Print all of the data exactly as written.

[Point-based annotation data]
=-=-=
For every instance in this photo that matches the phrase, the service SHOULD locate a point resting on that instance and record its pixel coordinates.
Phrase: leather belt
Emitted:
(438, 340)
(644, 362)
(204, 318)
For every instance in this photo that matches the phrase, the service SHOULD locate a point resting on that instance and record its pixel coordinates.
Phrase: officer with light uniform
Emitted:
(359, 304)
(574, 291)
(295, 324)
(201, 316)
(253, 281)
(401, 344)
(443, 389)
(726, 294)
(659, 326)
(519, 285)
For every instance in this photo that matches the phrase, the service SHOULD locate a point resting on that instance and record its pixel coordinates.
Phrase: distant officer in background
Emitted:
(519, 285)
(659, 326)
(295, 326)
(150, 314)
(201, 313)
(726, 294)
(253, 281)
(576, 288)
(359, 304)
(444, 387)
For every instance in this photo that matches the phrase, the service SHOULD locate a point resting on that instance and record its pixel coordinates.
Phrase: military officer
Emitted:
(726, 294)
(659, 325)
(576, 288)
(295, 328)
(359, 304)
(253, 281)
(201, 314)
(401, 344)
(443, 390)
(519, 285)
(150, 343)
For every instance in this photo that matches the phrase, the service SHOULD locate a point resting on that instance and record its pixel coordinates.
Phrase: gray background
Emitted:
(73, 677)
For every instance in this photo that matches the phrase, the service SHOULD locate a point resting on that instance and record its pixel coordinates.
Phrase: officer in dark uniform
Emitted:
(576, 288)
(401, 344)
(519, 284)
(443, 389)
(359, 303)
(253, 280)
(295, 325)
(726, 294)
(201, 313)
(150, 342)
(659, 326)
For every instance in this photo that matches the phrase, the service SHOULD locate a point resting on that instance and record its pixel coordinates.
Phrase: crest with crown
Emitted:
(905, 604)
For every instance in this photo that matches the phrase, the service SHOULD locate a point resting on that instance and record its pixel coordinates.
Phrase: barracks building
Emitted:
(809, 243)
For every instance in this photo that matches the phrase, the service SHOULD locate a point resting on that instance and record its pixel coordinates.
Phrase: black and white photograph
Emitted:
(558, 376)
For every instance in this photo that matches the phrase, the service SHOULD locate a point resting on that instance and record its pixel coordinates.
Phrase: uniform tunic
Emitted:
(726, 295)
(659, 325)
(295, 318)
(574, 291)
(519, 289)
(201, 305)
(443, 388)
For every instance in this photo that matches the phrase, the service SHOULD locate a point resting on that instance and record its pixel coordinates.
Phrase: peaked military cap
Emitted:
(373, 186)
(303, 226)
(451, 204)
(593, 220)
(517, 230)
=-=-=
### [TASK RESULT]
For every instance in this photo that matches the phrase, the service SHOULD locate a point resting on that instance and record its pixel coordinates.
Phrase: leather belt
Emitted:
(438, 340)
(644, 362)
(204, 318)
For every instance in this photo that matches the phrase, the service SHOULD locate a point resting on that instance and record its pixel coordinates.
Phrase: officer with light uniform
Emitted:
(359, 304)
(574, 291)
(295, 324)
(201, 316)
(253, 281)
(401, 344)
(443, 389)
(726, 294)
(659, 326)
(519, 285)
For every instance in this photo that matches the phrase, the service SHOULD locate a point resting on that instance and record its pixel coordinates.
Phrase: distant officer in background
Emitted:
(519, 285)
(659, 326)
(295, 326)
(150, 314)
(201, 313)
(726, 294)
(253, 281)
(576, 288)
(359, 304)
(444, 387)
For every instance in this photo that matches the phrase, the service SHOULD locate a point resting on that instance and record its pixel coordinates.
Phrase: military officer
Emitted:
(726, 294)
(659, 325)
(576, 288)
(295, 328)
(359, 304)
(253, 281)
(201, 314)
(401, 344)
(443, 390)
(519, 285)
(150, 343)
For every instance in this photo that matches the phrase, the service SHOULD locate a point resting on that instance and record its pixel coordinates.
Phrase: gray background
Emitted:
(73, 677)
For every instance in this photo that matches the phrase, the service SHOULD locate a point resting on that instance and record its pixel coordinates.
Phrase: officer in dark uniform
Emitted:
(576, 288)
(401, 344)
(519, 284)
(443, 389)
(359, 303)
(253, 280)
(295, 325)
(726, 294)
(201, 313)
(150, 342)
(659, 326)
For every instance in this photo that matches the phrase, the service SHOULD locate a point resting on that instance and record its pixel coordinates.
Phrase: crest with crown
Emitted:
(905, 604)
For every instance in this photo that matches the phrase, the service SHOULD locate a point resting on that instance and record its pixel coordinates.
Phrase: barracks building
Emitted:
(809, 243)
For every instance in this photo that matches the phrase, the service SHOULD locate a point resting on that instance and record its pixel coordinates.
Phrase: black and white photograph
Emitted:
(558, 376)
For every instance in this photo that matches the phrase, the service SHOULD locate a point resting on that instance and record its pixel coordinates.
Phrase: uniform tunic
Emitted:
(726, 295)
(659, 325)
(295, 318)
(574, 291)
(519, 289)
(201, 305)
(443, 388)
For every instance in this photo that matches the phrase, the service SHOULD locate a point resting on that instance and record its pixel coordinates.
Phrase: peaked military cap
Emitted:
(373, 186)
(303, 226)
(451, 204)
(593, 220)
(517, 230)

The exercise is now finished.